#### Text provided
-----

Most mobile devices are fitted with a geolocation device, or the location can be determined using secondary information such as IP or even falling back to user input. This is exposed for the modern web developer to use in applications via the HTML5 geolocation API at http://www.w3.org/TR/geolocation-API/.

As with the desktop notifications, the user must give permission for the page to use their location. A further little hurdle is that location features do not work on Dartium. To try out this feature of the application, use pub build to create the JavaScript version and use another browser:

Plotting the user's location

The Locate button on the page will attempt to obtain the user's position and draw it on the page by adding it to the featurePlotter class instance:

locateUser(Event evt) async {
  Geoposition geoPos = await window.navigator.geolocation.getCurrentPosition();
  MapIndicator mapIndicator;
  var pos =
      featPlotter.toPoint(geoPos.coords.longitude, geoPos.coords.latitude);
  mapIndicator = new MapIndicator(pos.x, pos.y, quakeMap.mapCtx, 4);
  mapIndicator.colorPrimary = "#0000ff";
  mapIndicator.colorSecondary = "#00ffff";
  featPlotter.userLocation.add(mapIndicator);
}

The coordinates are converted in the same manner as the quakes, and the indicator is changed to a blue color so that it will stand out on the map, as shown in the following screenshot:

Plotting the user's location

Once the application is compiled to JavaScript, the geolocation data is made available with user permission and the blue dot indicates the user's location, which in this instance is the relatively earthquake-free United Kingdom.

-----

#### Material supplied
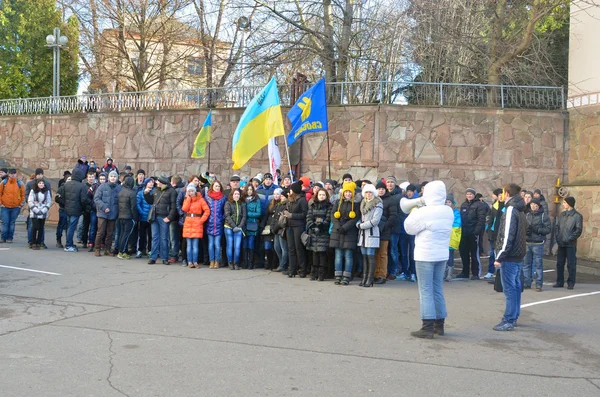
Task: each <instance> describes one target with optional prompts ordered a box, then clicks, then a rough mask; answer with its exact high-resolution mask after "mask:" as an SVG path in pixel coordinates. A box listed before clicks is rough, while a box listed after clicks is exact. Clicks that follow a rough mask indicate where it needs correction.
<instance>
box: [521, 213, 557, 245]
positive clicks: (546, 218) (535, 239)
mask: <svg viewBox="0 0 600 397" xmlns="http://www.w3.org/2000/svg"><path fill="white" fill-rule="evenodd" d="M525 219H527V242H528V243H533V244H543V243H545V242H546V236H547V235H548V234H549V233H550V232H551V231H552V225H551V224H550V217H549V216H548V215H547V214H545V213H544V208H543V207H539V208H538V210H537V211H535V212H534V211H529V212H528V213H527V214H526V215H525Z"/></svg>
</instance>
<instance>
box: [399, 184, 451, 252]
mask: <svg viewBox="0 0 600 397" xmlns="http://www.w3.org/2000/svg"><path fill="white" fill-rule="evenodd" d="M423 200H424V201H425V206H424V207H420V208H416V209H414V210H413V211H411V213H410V214H409V215H408V217H407V218H406V221H405V222H404V228H405V229H406V232H407V233H408V234H411V235H414V236H415V254H414V255H415V256H414V257H415V260H416V261H422V262H440V261H447V260H448V246H449V245H450V235H451V233H452V225H453V224H454V211H453V210H452V208H450V207H449V206H447V205H446V185H444V182H442V181H433V182H429V183H428V184H427V185H425V188H424V189H423Z"/></svg>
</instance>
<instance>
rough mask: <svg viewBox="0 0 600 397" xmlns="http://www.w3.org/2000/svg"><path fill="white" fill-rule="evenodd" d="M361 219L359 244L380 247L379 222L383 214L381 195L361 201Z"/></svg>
mask: <svg viewBox="0 0 600 397" xmlns="http://www.w3.org/2000/svg"><path fill="white" fill-rule="evenodd" d="M360 213H361V217H360V221H359V222H358V223H357V224H356V227H358V229H359V230H358V246H359V247H364V248H379V237H380V233H379V222H380V221H381V216H382V215H383V202H382V201H381V199H380V198H379V197H375V198H373V200H371V201H367V199H363V201H361V202H360Z"/></svg>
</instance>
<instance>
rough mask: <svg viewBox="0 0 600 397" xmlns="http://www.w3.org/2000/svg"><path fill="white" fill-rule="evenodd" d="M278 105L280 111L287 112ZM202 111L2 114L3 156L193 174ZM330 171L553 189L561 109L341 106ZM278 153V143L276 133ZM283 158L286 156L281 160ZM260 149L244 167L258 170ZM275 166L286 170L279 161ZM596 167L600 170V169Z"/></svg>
mask: <svg viewBox="0 0 600 397" xmlns="http://www.w3.org/2000/svg"><path fill="white" fill-rule="evenodd" d="M284 111H285V110H284ZM242 112H243V109H216V110H214V111H213V141H212V144H211V149H210V150H211V154H210V156H211V161H210V169H211V171H215V172H216V173H217V175H219V176H221V177H222V178H227V177H228V176H229V175H230V174H232V173H233V172H232V171H231V136H232V135H233V131H234V130H235V127H236V125H237V122H238V121H239V118H240V116H241V114H242ZM206 114H207V111H206V110H181V111H159V112H137V113H134V112H132V113H89V114H73V115H59V116H50V115H40V116H12V117H3V118H0V158H4V159H6V160H7V161H8V162H9V163H11V164H15V165H17V166H19V167H23V168H30V169H35V168H37V167H38V166H39V167H42V168H44V169H46V170H49V171H48V174H49V175H50V177H59V176H61V175H62V172H63V170H65V169H71V168H72V167H73V165H74V164H75V162H76V160H77V158H78V157H79V156H80V155H82V154H86V155H87V156H88V158H90V159H94V160H96V162H97V163H98V164H99V165H101V163H103V162H104V160H105V159H106V157H108V156H111V157H113V158H114V159H115V162H116V164H117V166H119V168H123V167H124V165H126V164H129V165H131V166H132V168H133V169H134V170H135V169H137V168H143V169H145V170H146V171H147V172H149V173H153V174H157V173H160V172H165V173H168V174H175V173H177V174H182V175H186V176H187V175H190V174H195V173H199V172H201V171H205V170H206V169H207V168H208V161H207V159H202V160H192V159H190V158H189V155H190V152H191V147H192V145H193V142H194V138H195V135H196V133H197V131H198V129H199V127H200V126H201V124H202V123H203V121H204V118H205V117H206ZM329 117H330V124H329V127H330V129H329V138H330V144H331V149H330V150H331V167H332V177H333V178H334V179H338V178H339V177H340V176H341V175H342V174H343V173H344V172H347V171H350V172H351V173H352V174H353V175H354V176H355V178H365V177H366V178H369V179H371V180H374V179H375V178H376V176H378V175H379V176H384V177H385V176H388V175H392V174H393V175H395V176H396V177H397V178H398V179H399V180H409V181H411V182H419V181H424V180H433V179H441V180H443V181H445V182H446V183H447V184H448V186H449V189H450V190H453V191H454V193H455V194H456V196H457V199H459V200H462V193H463V192H464V190H465V189H466V187H474V188H475V189H477V190H478V191H481V192H484V193H487V192H489V191H490V190H492V189H493V188H496V187H499V186H500V185H501V184H502V183H506V182H509V181H512V182H516V183H518V184H521V185H523V186H525V187H527V188H533V187H539V188H541V189H543V190H544V192H545V193H546V195H550V194H551V193H552V188H551V187H552V186H553V185H554V184H555V181H556V178H558V177H563V166H564V164H565V158H564V156H565V148H566V144H565V119H564V115H563V114H562V113H560V112H536V111H517V110H498V109H457V108H433V107H432V108H419V107H406V106H404V107H403V106H348V107H332V108H330V109H329ZM326 142H327V141H326V135H325V134H312V135H306V136H305V138H304V143H303V150H302V170H303V173H304V174H308V175H310V176H312V177H313V179H316V180H320V179H325V178H326V177H327V144H326ZM280 149H281V152H282V158H283V159H285V150H284V148H283V140H282V139H280ZM284 161H285V160H284ZM266 165H267V150H266V149H263V150H262V151H261V152H259V153H258V154H257V155H256V156H255V158H254V159H253V160H252V161H251V162H250V163H249V164H248V165H247V166H245V167H244V169H242V170H241V172H240V173H241V174H242V175H244V174H245V175H249V174H252V175H254V174H256V173H257V172H264V171H265V169H266ZM281 168H282V169H287V166H285V164H282V167H281ZM597 169H600V167H597Z"/></svg>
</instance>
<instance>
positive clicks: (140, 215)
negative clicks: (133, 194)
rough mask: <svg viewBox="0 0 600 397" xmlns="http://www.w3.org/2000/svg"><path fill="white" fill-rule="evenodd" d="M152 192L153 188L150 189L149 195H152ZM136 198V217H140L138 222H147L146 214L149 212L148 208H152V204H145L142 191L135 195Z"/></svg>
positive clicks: (148, 212)
mask: <svg viewBox="0 0 600 397" xmlns="http://www.w3.org/2000/svg"><path fill="white" fill-rule="evenodd" d="M144 189H145V188H144ZM153 190H154V188H152V190H151V191H150V194H152V191H153ZM136 198H137V207H138V215H139V217H140V221H142V222H147V221H148V213H149V212H150V208H152V204H150V203H149V202H147V201H146V199H145V198H144V190H141V191H140V192H139V193H138V194H137V195H136Z"/></svg>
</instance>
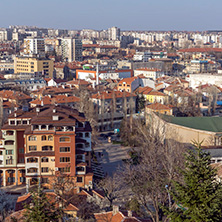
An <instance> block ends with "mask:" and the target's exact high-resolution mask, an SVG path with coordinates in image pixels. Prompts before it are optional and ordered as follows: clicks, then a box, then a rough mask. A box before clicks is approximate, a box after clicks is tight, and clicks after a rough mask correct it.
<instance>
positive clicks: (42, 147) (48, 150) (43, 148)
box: [42, 146, 53, 151]
mask: <svg viewBox="0 0 222 222" xmlns="http://www.w3.org/2000/svg"><path fill="white" fill-rule="evenodd" d="M52 149H53V147H52V146H43V147H42V151H52Z"/></svg>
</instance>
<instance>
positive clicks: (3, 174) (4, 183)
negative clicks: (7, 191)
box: [3, 170, 6, 187]
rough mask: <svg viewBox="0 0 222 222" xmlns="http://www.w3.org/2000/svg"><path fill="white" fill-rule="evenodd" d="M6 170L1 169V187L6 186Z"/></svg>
mask: <svg viewBox="0 0 222 222" xmlns="http://www.w3.org/2000/svg"><path fill="white" fill-rule="evenodd" d="M5 173H6V170H3V187H6V175H5Z"/></svg>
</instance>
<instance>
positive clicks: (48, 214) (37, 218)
mask: <svg viewBox="0 0 222 222" xmlns="http://www.w3.org/2000/svg"><path fill="white" fill-rule="evenodd" d="M31 194H32V202H31V204H26V205H25V206H24V209H25V213H24V217H25V221H27V222H28V221H32V222H49V221H59V218H60V217H61V216H60V215H61V214H60V209H59V208H58V207H56V206H55V202H53V201H55V200H50V199H49V198H47V196H46V194H45V193H44V191H43V190H42V189H40V188H39V189H37V190H35V191H31Z"/></svg>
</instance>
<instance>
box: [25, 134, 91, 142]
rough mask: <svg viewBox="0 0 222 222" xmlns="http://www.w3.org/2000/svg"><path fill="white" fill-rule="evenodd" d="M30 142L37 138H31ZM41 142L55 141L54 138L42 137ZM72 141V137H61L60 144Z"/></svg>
mask: <svg viewBox="0 0 222 222" xmlns="http://www.w3.org/2000/svg"><path fill="white" fill-rule="evenodd" d="M88 137H89V135H88ZM28 140H29V141H36V140H37V137H36V136H29V139H28ZM41 140H42V141H47V140H48V141H53V136H51V135H50V136H45V135H44V136H42V137H41ZM70 141H71V138H70V137H68V136H62V137H60V138H59V142H70Z"/></svg>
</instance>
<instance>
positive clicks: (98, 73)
mask: <svg viewBox="0 0 222 222" xmlns="http://www.w3.org/2000/svg"><path fill="white" fill-rule="evenodd" d="M96 85H97V86H98V85H99V64H98V63H97V66H96Z"/></svg>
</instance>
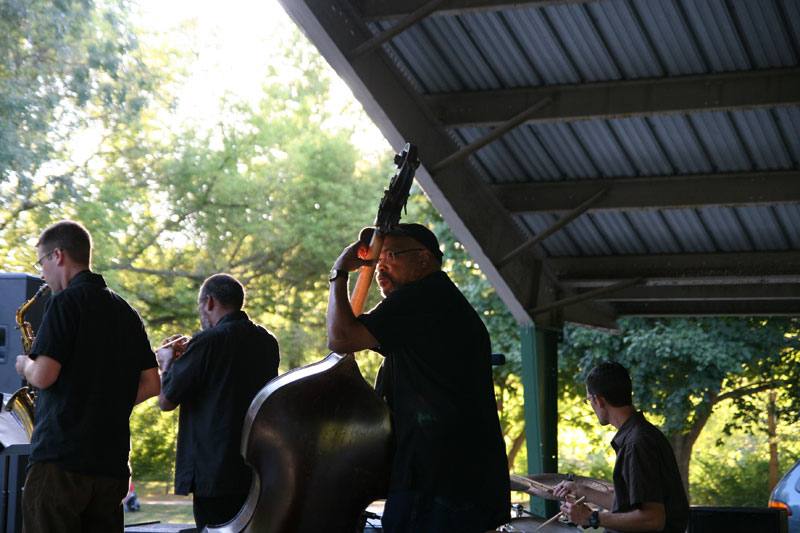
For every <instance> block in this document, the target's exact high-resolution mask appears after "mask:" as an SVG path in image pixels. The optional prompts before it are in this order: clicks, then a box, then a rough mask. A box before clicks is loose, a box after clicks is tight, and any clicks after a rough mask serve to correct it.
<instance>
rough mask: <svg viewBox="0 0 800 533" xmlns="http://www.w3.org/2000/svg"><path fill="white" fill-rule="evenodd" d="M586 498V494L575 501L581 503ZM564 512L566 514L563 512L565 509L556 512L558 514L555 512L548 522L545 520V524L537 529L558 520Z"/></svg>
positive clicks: (537, 527)
mask: <svg viewBox="0 0 800 533" xmlns="http://www.w3.org/2000/svg"><path fill="white" fill-rule="evenodd" d="M584 499H586V496H581V497H580V498H578V499H577V500H575V503H581V502H582V501H583V500H584ZM563 514H564V512H563V511H559V512H557V513H556V514H554V515H553V516H552V517H551V518H550V519H549V520H548V521H547V522H545V523H544V524H542V525H541V526H539V527H537V528H536V531H539V530H540V529H542V528H543V527H544V526H546V525H547V524H552V523H553V522H555V521H556V520H558V519H559V518H560V517H561V515H563Z"/></svg>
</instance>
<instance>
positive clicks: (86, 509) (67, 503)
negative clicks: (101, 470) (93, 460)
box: [22, 463, 129, 533]
mask: <svg viewBox="0 0 800 533" xmlns="http://www.w3.org/2000/svg"><path fill="white" fill-rule="evenodd" d="M128 486H129V480H128V479H117V478H109V477H102V476H84V475H81V474H74V473H72V472H68V471H66V470H63V469H62V468H60V467H58V466H56V465H54V464H52V463H35V464H33V465H31V467H30V468H29V469H28V475H27V477H26V478H25V490H24V491H23V493H22V531H23V532H27V533H73V532H74V533H113V532H114V531H118V532H120V533H122V530H123V529H124V525H123V524H124V517H123V514H122V499H123V498H124V497H125V495H126V494H127V493H128Z"/></svg>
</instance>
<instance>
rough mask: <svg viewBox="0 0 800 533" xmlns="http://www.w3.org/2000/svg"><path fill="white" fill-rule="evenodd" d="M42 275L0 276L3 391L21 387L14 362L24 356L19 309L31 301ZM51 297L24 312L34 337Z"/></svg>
mask: <svg viewBox="0 0 800 533" xmlns="http://www.w3.org/2000/svg"><path fill="white" fill-rule="evenodd" d="M42 283H44V282H43V281H42V278H40V277H39V276H32V275H30V274H14V273H0V392H7V393H12V392H14V391H16V390H17V389H18V388H20V387H21V386H22V378H20V377H19V374H17V369H16V367H15V363H16V360H17V355H20V354H21V353H22V335H21V333H20V331H19V329H17V322H16V320H15V317H16V314H17V309H19V308H20V306H21V305H22V304H24V303H25V302H27V301H28V300H30V299H31V298H32V297H33V295H34V294H35V293H36V290H37V289H38V288H39V286H40V285H42ZM48 298H49V295H48V296H43V297H41V298H39V299H38V300H36V302H35V303H34V304H33V305H32V306H31V307H30V308H29V309H28V311H27V312H26V313H25V317H24V318H25V321H26V322H30V324H31V327H32V328H33V332H34V335H35V334H36V331H37V330H38V329H39V326H40V325H41V323H42V316H43V315H44V306H45V303H46V302H47V300H48Z"/></svg>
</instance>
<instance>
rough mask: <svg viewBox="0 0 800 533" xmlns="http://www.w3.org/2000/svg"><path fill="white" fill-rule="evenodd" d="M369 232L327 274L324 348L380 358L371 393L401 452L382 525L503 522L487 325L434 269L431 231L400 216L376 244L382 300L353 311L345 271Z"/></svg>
mask: <svg viewBox="0 0 800 533" xmlns="http://www.w3.org/2000/svg"><path fill="white" fill-rule="evenodd" d="M370 235H371V232H364V231H362V236H361V237H362V240H360V241H358V242H355V243H353V244H351V245H350V246H348V247H347V248H346V249H345V250H344V251H343V252H342V254H341V255H340V256H339V258H338V259H337V260H336V263H335V264H334V268H333V270H332V271H331V276H330V282H331V290H330V296H329V299H328V316H327V330H328V347H329V348H330V349H331V350H333V351H335V352H339V353H348V352H355V351H359V350H365V349H372V350H375V351H377V352H378V353H380V354H382V355H383V356H384V357H385V359H384V362H383V365H382V367H381V372H380V374H379V379H378V381H379V384H378V386H377V388H378V390H379V393H381V395H383V396H384V397H385V398H386V401H387V403H388V404H389V407H390V408H391V410H392V414H393V417H394V428H395V437H396V442H397V448H396V452H395V457H394V463H393V467H392V477H391V482H390V487H389V496H388V498H387V501H386V507H385V510H384V514H383V530H384V531H385V532H386V533H396V532H411V531H413V532H415V533H416V532H426V531H431V532H433V531H437V532H438V531H453V532H473V531H474V532H483V531H487V530H490V529H494V528H495V527H497V526H498V525H500V524H504V523H506V522H508V518H509V509H510V502H509V477H508V464H507V461H508V460H507V457H506V452H505V444H504V442H503V438H502V434H501V431H500V423H499V421H498V417H497V404H496V401H495V396H494V386H493V384H492V372H491V344H490V341H489V335H488V333H487V331H486V327H485V326H484V325H483V322H482V321H481V319H480V317H479V316H478V314H477V313H476V312H475V310H474V309H472V306H470V304H469V302H467V300H466V299H465V298H464V296H463V295H462V294H461V292H460V291H459V290H458V289H457V288H456V286H455V285H454V284H453V282H452V281H450V279H449V278H448V277H447V274H445V273H444V272H442V270H441V266H442V252H441V250H440V249H439V243H438V241H437V240H436V236H434V234H433V233H432V232H431V231H430V230H429V229H428V228H426V227H425V226H422V225H420V224H398V225H397V226H396V228H395V229H394V230H392V231H391V232H390V233H389V234H388V235H386V239H385V241H384V246H383V251H382V252H381V255H380V258H379V260H378V261H377V269H376V272H377V280H378V285H379V286H380V288H381V293H382V294H383V296H384V299H383V301H381V302H380V303H379V304H378V305H377V306H375V308H373V309H372V310H371V311H369V312H367V313H364V314H362V315H360V316H358V317H356V316H355V315H354V314H353V311H352V309H351V307H350V300H349V297H348V291H347V283H346V282H345V281H344V280H346V279H347V277H348V275H347V274H348V272H351V271H354V270H357V269H358V268H359V267H361V266H364V265H370V264H373V263H374V262H373V261H368V260H366V259H363V258H364V257H365V256H366V251H367V245H366V244H365V242H364V241H365V240H366V241H368V240H369V236H370Z"/></svg>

-----

#### Exercise 1
Reproduce, from the geolocation text above, the part that opens with the words containing "Once the application" and closes with "earthquake-free United Kingdom.".
#### Exercise 2
Carry on the geolocation text about plotting the user's location, beginning after its final sentence.

#### Task result 1
Once the application is compiled to JavaScript, the geolocation data is made available with user permission and the blue dot indicates the user's location, which in this instance is the relatively earthquake-free United Kingdom.

#### Task result 2
Note

The Dart VM that runs in the command line and Dartium is not the only manifestation. The Dart team is working on two experimental versions of Dart in other contexts that vary significantly from the main Dart VM. Currently, both operate in a mobile context and focus on concurrency and high performance.

Fletch runs on desktop OSs, but is intended for Android and iOS execution with no JIT. Fletch takes a somewhat opposite approach to the highly asynchronous Dart, favoring user-level threads that are blocked but holding onto just a few resources. Fletch offers an interesting prospect for sharing the same code on different platforms; this would be a major productivity boost for mobile developers.

https://github.com/dart-lang/fletch

Sky is Android, only at the time of writing, and ambitiously aims to have highly responsive applications running at 120FPS. To achieve this, it prioritizes the user interface so that it can keep an 8ms response even when other processing is taking place. Currently, it can potentially run wherever the Dart VM can.

https://github.com/domokit/sky_engine/tree/master/sky/packages/sky

The Fletch and Sky prototypes, if successful, are likely to be mobile or server virtual machines and not embedded in a web server.